- What you will do -
Please update the part of the listing that opens with the line containing "Scouting task: drop one point on every instance of the blue" and closes at the end of the listing, changing each "written like this sample" to "formatted as in this sample" and leaving everything else as it stands. Return only that part.

** START Dataset records **

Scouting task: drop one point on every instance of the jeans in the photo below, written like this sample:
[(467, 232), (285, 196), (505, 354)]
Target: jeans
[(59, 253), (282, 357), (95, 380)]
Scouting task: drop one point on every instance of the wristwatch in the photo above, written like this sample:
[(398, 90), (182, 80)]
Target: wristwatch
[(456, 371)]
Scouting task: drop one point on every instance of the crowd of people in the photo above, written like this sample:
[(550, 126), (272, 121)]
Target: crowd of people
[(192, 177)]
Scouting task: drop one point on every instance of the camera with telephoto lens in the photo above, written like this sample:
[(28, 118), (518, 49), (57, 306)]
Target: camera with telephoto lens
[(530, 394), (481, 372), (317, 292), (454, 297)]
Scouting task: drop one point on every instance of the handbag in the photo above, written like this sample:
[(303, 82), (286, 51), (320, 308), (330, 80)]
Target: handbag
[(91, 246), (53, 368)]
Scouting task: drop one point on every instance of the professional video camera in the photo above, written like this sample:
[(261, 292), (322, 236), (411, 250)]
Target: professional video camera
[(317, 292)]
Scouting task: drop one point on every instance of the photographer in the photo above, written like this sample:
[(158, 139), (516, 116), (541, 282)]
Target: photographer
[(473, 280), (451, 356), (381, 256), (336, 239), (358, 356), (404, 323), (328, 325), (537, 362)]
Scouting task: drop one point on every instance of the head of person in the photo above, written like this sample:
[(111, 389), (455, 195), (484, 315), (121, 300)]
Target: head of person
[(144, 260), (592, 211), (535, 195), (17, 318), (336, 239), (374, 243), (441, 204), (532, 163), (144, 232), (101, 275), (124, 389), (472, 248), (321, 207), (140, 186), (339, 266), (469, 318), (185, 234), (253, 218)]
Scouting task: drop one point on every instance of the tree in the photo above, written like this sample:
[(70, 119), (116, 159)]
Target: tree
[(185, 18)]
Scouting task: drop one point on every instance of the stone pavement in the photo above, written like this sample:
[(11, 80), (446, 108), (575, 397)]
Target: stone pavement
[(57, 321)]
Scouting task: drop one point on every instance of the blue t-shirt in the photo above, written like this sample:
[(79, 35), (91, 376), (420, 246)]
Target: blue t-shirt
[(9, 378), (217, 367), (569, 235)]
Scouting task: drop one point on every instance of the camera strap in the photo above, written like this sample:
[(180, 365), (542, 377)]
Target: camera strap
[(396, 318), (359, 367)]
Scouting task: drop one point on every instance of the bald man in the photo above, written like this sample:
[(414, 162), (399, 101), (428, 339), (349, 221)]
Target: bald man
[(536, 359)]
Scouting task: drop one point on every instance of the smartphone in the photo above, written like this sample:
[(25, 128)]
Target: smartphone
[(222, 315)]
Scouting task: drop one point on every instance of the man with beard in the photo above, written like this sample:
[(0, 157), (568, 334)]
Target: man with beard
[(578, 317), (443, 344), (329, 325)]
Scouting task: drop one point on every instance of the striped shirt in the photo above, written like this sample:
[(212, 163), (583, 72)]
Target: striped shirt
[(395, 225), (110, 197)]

** END Dataset records **

- Output for this exercise -
Scouting task: drop one point on every instance of the blue t-shirt in the photo above, formatted as in this sample:
[(79, 35), (91, 376), (420, 246)]
Target: blue t-shirt
[(9, 378), (217, 367), (569, 235)]
Scouting task: drop one point on every instance of the camera strap in the photo above, formatted as in this sample:
[(180, 365), (542, 377)]
Target: camera strap
[(396, 318), (359, 367)]
Scouting task: drop one point on every instance of the bald man in the photo above, formatted as in this sample:
[(414, 162), (399, 101), (428, 339), (349, 221)]
Target: bald man
[(536, 359)]
Scouting task: drop one point on every instance of the smartphone in the photo above, formatted as in this sample:
[(25, 128)]
Target: smartphone
[(222, 315)]
Scouting task: drop one point on every instance of the man with beard in the photo above, formatted as in this sample:
[(0, 157), (568, 334)]
Target: man with beard
[(578, 317), (443, 344), (329, 325)]
Scouting task: drop one point on every instance of the striped shirt in the photo above, formatted as in this sample:
[(212, 163), (583, 72)]
Target: striped shirt
[(395, 225), (110, 197)]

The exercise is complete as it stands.